Einträge aus einer Sammlung:
--
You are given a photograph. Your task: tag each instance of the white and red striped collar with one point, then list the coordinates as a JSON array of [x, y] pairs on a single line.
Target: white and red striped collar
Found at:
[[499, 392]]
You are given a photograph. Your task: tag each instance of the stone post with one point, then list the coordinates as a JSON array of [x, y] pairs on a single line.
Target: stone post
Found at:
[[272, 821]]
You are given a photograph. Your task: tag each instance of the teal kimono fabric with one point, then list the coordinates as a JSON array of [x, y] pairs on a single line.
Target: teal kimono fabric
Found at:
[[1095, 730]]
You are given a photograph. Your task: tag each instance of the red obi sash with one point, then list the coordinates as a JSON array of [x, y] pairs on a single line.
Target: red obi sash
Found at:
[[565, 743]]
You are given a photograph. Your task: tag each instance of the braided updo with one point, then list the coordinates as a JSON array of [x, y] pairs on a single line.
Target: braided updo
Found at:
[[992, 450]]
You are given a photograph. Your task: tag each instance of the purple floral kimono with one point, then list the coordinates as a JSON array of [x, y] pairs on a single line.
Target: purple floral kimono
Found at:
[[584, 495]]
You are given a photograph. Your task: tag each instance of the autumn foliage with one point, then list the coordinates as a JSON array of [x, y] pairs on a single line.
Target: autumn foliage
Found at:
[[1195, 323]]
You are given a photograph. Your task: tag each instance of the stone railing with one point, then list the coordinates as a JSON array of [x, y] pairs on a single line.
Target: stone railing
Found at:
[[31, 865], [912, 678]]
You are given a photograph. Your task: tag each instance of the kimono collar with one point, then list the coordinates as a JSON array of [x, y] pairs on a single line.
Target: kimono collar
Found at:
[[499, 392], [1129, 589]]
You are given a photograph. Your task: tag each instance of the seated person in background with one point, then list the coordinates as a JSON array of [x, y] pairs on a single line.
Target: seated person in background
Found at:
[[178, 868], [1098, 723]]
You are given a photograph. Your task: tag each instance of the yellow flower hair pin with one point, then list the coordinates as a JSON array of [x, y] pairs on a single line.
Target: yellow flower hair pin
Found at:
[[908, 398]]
--
Kopiere das gesamte Material oben Zeile für Zeile und ohne jede Änderung.

You are given a photograph. Your task: tag each instance of the white and red striped collar with one point, then list the coordinates as a JSON array of [x, y] pairs on a single line.
Target: white and red striped collar
Found at:
[[499, 392]]
You are given a photograph. Your task: tag each instance of the stone post with one point, then list the coordinates as a JSON array of [x, y] pairs on a single line.
Target: stone post
Found at:
[[272, 821]]
You are given a photograph. Your task: tag each instance of the teal kimono fabric with one point, then list the coordinates as a JSON array of [x, y] pairs on a single line.
Target: teal kimono fabric
Found at:
[[1095, 730]]
You are given a photograph. Your task: tag each instance of the red obi sash with one point, then list the coordinates as a JSON array of [x, y] pairs on a single line.
Target: red obi sash
Found at:
[[565, 743]]
You are given a photograph. Your task: tag each instance of the braided updo with one point, then list the coordinates as a JSON array of [x, y] pairs on a single line.
Target: braided updo
Found at:
[[992, 450]]
You are given a photograph. Your task: tag each instance of the purple floral kimono with one point, then list the coordinates as a JSON array of [x, y] pairs on a single line.
Target: purple floral kimono
Found at:
[[584, 495]]
You are given a photograph. Your task: tag each instance of the autumn foliage with one point, then list the coordinates as a JSON array of [x, y] pairs on a single line.
Target: autumn foliage
Found at:
[[1195, 323]]
You are given a photograph. Your task: tag each instance of the stone railing with one point, then list the coordinates as a JSON array of [x, y] pairs on a single line.
Target: stone railing
Found at:
[[31, 865], [912, 678]]
You are given a photograph. Your task: tag each instance of the kimono collar with one point, then list the coordinates as a JSON array of [x, y] pairs on a single line.
Target: kimono collar
Found at:
[[499, 392], [1129, 589]]
You are given a photograph. Your task: tag each instance of the seated person in background with one point, then list the coordinates as a JSON array of [x, y] pairs on a single line.
Target: seated person in background
Found at:
[[178, 868], [1098, 723]]
You are given a photograph. Your task: tag each instance of the yellow flower hair pin with one point, then list the coordinates as a JSON array of [x, y] pairs on a single line.
Target: yellow flower hair pin
Found at:
[[908, 398]]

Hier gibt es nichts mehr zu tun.